** To be done **
State how many lines in the entries below contain the string "target". Provide only the number.

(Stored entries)
======

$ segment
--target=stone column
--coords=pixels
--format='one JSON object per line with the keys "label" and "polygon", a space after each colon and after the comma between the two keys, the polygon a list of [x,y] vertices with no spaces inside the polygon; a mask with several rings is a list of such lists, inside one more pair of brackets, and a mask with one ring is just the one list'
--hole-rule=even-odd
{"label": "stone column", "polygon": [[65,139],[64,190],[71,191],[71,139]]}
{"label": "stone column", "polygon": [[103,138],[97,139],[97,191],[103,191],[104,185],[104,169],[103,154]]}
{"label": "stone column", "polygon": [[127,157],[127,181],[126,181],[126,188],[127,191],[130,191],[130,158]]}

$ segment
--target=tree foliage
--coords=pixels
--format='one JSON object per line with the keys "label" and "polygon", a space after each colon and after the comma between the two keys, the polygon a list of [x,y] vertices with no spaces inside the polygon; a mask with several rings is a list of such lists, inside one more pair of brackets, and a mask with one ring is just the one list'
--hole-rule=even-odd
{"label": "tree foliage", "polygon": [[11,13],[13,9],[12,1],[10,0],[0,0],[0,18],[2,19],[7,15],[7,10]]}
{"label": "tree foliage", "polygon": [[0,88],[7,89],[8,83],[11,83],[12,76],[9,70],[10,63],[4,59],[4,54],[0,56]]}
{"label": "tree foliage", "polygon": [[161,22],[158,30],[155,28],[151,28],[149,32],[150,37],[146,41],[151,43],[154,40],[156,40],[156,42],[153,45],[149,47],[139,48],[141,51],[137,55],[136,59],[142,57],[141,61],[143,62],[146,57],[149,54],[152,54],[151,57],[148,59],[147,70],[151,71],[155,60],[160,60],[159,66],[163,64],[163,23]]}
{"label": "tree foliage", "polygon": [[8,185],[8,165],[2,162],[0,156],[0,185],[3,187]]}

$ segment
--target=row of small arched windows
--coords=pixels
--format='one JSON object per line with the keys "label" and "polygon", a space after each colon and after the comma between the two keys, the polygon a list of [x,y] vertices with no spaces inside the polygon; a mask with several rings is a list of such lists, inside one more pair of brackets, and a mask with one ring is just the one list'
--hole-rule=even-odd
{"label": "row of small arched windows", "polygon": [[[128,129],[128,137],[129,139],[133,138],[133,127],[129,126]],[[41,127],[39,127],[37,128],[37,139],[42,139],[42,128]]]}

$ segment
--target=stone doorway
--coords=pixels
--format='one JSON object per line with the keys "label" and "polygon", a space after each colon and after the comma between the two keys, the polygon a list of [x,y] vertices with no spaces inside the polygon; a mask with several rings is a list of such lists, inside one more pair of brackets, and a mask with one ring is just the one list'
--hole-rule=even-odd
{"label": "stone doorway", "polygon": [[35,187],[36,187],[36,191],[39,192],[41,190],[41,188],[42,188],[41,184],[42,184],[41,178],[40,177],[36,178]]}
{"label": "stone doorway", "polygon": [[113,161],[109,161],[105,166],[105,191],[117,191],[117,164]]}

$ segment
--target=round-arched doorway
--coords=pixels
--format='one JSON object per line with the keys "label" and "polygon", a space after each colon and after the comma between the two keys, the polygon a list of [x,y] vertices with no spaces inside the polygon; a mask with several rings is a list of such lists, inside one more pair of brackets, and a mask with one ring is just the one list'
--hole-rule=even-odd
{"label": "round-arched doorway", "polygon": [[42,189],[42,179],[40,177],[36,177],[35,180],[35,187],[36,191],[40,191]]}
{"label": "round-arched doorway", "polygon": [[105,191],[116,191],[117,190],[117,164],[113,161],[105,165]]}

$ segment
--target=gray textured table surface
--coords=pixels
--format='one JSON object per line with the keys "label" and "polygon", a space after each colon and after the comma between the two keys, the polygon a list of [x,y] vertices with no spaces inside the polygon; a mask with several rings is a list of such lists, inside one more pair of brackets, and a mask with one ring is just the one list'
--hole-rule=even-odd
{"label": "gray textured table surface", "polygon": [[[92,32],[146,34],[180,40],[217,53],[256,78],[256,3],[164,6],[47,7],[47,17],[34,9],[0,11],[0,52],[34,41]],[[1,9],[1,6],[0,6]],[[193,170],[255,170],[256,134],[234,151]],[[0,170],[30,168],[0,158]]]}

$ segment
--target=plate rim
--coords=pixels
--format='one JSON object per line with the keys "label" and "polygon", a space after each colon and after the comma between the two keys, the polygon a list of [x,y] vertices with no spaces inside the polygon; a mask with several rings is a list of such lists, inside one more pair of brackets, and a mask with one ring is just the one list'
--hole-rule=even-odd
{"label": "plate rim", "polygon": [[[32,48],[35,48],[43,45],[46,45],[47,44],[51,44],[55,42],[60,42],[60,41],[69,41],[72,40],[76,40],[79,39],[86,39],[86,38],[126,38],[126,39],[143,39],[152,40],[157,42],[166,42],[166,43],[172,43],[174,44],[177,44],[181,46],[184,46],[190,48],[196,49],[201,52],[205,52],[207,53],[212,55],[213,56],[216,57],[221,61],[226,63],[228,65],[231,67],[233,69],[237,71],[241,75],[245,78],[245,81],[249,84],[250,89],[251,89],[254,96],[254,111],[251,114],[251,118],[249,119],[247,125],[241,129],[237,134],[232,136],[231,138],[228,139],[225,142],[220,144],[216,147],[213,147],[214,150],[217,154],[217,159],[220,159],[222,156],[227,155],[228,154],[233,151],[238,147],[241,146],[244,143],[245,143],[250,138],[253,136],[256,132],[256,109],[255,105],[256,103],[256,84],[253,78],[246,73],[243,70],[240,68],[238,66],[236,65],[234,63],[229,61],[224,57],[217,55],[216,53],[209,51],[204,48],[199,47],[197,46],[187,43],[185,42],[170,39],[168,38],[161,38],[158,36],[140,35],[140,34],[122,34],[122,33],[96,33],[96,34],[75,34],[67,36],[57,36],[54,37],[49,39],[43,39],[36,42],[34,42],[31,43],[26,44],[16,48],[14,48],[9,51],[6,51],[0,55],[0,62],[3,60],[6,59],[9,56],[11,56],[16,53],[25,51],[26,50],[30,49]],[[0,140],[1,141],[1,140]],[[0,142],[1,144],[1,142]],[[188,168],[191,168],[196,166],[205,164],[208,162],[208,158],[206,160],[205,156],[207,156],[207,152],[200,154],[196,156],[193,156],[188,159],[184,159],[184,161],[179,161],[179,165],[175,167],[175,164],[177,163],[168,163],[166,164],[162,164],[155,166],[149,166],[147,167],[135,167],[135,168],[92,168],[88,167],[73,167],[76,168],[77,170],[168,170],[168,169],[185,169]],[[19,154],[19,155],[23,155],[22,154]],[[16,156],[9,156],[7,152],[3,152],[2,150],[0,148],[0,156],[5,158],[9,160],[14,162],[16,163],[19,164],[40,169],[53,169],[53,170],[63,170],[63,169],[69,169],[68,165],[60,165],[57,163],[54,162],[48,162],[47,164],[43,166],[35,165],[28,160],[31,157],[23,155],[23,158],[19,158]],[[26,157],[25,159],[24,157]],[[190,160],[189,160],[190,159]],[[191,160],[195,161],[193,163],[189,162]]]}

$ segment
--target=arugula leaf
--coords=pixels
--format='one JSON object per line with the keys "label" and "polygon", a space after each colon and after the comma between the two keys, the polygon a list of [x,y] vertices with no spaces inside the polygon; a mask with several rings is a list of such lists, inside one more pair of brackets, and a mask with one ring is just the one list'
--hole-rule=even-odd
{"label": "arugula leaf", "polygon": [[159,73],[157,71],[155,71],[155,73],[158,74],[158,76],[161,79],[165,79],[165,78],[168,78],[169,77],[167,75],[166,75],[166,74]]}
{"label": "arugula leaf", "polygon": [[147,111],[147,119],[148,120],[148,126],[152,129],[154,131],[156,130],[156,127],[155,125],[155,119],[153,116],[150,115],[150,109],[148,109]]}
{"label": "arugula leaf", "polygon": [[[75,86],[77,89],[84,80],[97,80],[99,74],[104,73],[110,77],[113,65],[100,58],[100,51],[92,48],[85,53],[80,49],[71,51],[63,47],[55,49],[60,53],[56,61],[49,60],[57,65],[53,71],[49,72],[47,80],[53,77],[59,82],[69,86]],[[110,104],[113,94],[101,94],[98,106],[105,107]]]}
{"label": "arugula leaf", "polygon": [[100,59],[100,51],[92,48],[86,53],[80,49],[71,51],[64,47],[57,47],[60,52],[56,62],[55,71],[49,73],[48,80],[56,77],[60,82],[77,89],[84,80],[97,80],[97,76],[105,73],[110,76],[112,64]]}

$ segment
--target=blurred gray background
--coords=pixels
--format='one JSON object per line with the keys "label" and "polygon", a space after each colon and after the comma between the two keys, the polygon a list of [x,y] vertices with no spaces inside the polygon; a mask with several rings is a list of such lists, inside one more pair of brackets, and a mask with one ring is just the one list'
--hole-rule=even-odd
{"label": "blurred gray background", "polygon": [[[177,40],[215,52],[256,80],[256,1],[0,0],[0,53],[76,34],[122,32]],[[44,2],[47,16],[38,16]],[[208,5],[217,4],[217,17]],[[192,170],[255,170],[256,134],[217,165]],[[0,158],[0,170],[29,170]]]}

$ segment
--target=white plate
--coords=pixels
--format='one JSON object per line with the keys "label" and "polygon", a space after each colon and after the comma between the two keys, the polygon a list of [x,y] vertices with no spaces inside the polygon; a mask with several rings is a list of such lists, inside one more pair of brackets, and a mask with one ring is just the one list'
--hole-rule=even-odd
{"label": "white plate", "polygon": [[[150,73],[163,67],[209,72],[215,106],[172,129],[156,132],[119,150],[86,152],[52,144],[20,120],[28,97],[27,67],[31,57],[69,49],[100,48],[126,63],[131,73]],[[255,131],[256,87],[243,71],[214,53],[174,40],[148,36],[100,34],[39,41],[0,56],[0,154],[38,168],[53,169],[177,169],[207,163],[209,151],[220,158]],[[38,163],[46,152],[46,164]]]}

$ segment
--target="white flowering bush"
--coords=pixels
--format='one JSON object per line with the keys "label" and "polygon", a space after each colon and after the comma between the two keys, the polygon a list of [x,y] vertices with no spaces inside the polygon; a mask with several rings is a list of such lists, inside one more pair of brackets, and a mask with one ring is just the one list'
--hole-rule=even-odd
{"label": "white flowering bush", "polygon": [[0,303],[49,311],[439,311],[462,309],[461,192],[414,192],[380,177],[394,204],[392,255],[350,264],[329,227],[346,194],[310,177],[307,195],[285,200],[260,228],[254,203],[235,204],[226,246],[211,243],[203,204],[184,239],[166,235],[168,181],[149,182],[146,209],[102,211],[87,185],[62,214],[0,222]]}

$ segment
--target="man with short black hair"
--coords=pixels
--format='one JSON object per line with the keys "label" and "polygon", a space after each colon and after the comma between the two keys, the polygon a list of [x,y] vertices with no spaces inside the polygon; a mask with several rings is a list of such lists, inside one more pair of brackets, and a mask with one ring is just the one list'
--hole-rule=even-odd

======

** Final result **
12